START Supplied material

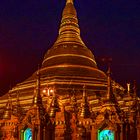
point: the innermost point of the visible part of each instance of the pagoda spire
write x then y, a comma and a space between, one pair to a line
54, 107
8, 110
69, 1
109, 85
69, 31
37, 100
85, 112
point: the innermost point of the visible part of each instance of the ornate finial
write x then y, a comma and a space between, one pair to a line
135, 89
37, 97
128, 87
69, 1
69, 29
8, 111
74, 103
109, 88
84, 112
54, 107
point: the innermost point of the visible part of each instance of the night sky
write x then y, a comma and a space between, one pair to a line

END Supplied material
START Supplied material

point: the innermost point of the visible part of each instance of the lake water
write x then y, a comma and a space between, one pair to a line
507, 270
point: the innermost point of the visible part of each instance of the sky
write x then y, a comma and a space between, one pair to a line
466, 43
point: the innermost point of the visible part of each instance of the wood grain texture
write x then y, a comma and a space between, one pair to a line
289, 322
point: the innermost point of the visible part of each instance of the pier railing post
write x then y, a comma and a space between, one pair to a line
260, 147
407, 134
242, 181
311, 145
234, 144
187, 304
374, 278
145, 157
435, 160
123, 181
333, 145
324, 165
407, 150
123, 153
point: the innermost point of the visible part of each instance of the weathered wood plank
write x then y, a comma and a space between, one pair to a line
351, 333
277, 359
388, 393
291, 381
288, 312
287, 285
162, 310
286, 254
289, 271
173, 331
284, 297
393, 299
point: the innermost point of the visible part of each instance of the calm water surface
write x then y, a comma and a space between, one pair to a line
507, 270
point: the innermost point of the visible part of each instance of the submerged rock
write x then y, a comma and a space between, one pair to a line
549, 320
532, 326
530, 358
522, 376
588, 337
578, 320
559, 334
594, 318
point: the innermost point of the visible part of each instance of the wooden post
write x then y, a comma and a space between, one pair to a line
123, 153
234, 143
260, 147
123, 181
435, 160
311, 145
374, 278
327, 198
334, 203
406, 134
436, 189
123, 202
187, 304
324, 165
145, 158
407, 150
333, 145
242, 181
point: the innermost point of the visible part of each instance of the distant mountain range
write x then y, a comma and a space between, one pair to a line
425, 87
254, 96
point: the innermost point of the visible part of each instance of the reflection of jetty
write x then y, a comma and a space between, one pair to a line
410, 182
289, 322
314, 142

END Supplied material
START Supplied material

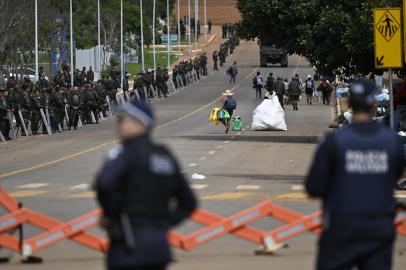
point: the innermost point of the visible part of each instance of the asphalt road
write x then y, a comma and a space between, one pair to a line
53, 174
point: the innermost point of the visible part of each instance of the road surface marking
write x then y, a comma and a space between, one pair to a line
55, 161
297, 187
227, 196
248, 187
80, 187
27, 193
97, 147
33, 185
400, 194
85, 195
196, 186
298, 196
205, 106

END Supplied material

* Goal
Gather every line of the records that contains the string "post". Case counts.

* Correct output
point: the innermost point of the visible part of each instance of the pier railing post
point: the innermost point of the visible part of each instance of the wooden post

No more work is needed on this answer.